→ DIRECTIVE: Give an exact transcription of every line, dropping the images.

→ MATERIAL PROVIDED:
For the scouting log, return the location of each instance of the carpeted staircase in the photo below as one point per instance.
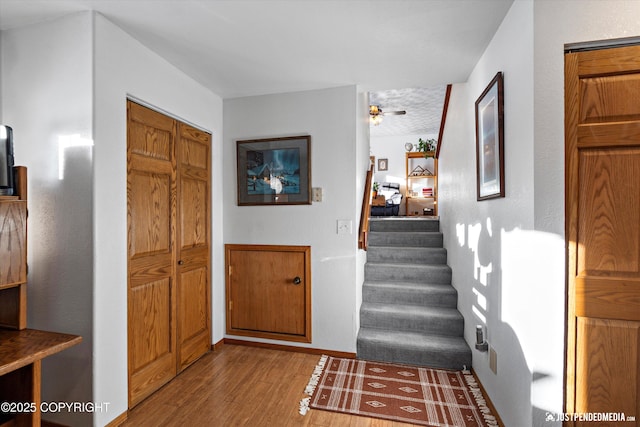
(409, 309)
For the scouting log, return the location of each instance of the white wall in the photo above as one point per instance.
(125, 67)
(493, 245)
(514, 247)
(328, 116)
(46, 94)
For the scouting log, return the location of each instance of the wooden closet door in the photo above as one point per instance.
(151, 219)
(194, 230)
(602, 88)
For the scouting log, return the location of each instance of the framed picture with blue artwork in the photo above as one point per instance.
(490, 140)
(274, 171)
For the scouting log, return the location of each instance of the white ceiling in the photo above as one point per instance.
(253, 47)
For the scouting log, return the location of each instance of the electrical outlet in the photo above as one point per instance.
(344, 226)
(493, 360)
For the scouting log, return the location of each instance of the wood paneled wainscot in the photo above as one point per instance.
(269, 291)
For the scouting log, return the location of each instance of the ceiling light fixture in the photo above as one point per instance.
(376, 114)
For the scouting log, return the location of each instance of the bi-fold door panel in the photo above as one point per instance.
(269, 291)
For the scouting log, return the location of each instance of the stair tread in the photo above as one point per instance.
(430, 287)
(411, 310)
(409, 265)
(415, 340)
(412, 337)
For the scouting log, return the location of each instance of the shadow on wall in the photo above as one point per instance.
(501, 293)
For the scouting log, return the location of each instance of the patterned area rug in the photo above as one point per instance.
(430, 397)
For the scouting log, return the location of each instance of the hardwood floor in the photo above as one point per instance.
(241, 386)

→ ANSWER TO THIS EXERCISE:
For the scouting log, return the location of each instance of the carpeted staircase in the photo below as one point per instance.
(409, 309)
For the scouting log, return the location of each instance of the white wall in the photo above as one point per instance.
(125, 67)
(493, 245)
(514, 247)
(328, 116)
(46, 94)
For the scouting log, return the location of each instance of the wooden closet door in the photo above as one point per instance.
(151, 219)
(194, 230)
(602, 88)
For the scouting log, return the location of each instance of the framed picture with blue artwork in the photo above as one point per instance.
(490, 140)
(274, 171)
For the scouting log, return the location of each instance of the white ceiling in the photo above as one point per instance.
(253, 47)
For the scouting log, return the location of each instance of the electrical outlet in the photo above as one point per instance.
(344, 226)
(493, 360)
For the scouting log, return the location of each instance of the wood paneled wainscot in the photo above as one point per instance.
(269, 291)
For the scouting log, return the location of each instance of the ceiling light fixture in the photo above as one point per instance.
(376, 114)
For the scouting log, return the location of each instance of the bi-fold door panel in the photo above as one point per instance.
(269, 291)
For the scouting log, return the location of each instance of the stair tread in the photo above as one point per instance.
(430, 287)
(411, 310)
(409, 265)
(415, 340)
(412, 337)
For the scouting log, return the location of each instance of the shadow on wall in the photo above as one point per instance.
(501, 293)
For the scouting log, return the location of each instance of the patterned area rug in the photo above as one point per instance.
(430, 397)
For the scouting log, return the location of each instance of the hardwood floor in the photo above as one point per instance.
(241, 386)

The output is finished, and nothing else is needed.